* START Data *

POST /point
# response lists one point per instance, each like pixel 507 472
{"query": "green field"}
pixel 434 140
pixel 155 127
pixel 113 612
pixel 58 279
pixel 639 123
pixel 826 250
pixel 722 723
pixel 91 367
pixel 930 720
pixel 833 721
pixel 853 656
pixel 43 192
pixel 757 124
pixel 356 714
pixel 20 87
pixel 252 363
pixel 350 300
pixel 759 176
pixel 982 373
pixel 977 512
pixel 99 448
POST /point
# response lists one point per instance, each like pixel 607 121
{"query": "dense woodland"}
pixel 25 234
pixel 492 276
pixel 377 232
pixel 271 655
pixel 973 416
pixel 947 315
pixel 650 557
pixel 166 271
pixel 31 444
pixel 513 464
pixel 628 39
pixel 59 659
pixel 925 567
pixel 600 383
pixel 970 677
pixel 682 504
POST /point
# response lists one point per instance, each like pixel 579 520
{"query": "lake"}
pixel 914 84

* END Data *

== Goal ==
Transcribe all of the data above line for line, changing nothing.

== Answer for the task ==
POST /point
# response lists one point per instance, each like pixel 507 472
{"query": "green field"}
pixel 434 140
pixel 155 127
pixel 113 612
pixel 58 279
pixel 639 123
pixel 826 250
pixel 722 723
pixel 91 367
pixel 930 720
pixel 833 721
pixel 853 656
pixel 43 192
pixel 757 124
pixel 356 714
pixel 20 87
pixel 252 363
pixel 350 300
pixel 759 176
pixel 982 373
pixel 977 512
pixel 99 448
POST /point
# response lists one point per instance, each like pixel 607 121
{"query": "dense woodland"}
pixel 25 234
pixel 492 276
pixel 377 232
pixel 271 655
pixel 973 416
pixel 947 315
pixel 650 557
pixel 166 271
pixel 31 444
pixel 513 464
pixel 628 39
pixel 59 659
pixel 925 567
pixel 600 383
pixel 970 677
pixel 682 504
POST /point
# response lists one point per instance, each like pixel 579 520
{"query": "lake"}
pixel 914 84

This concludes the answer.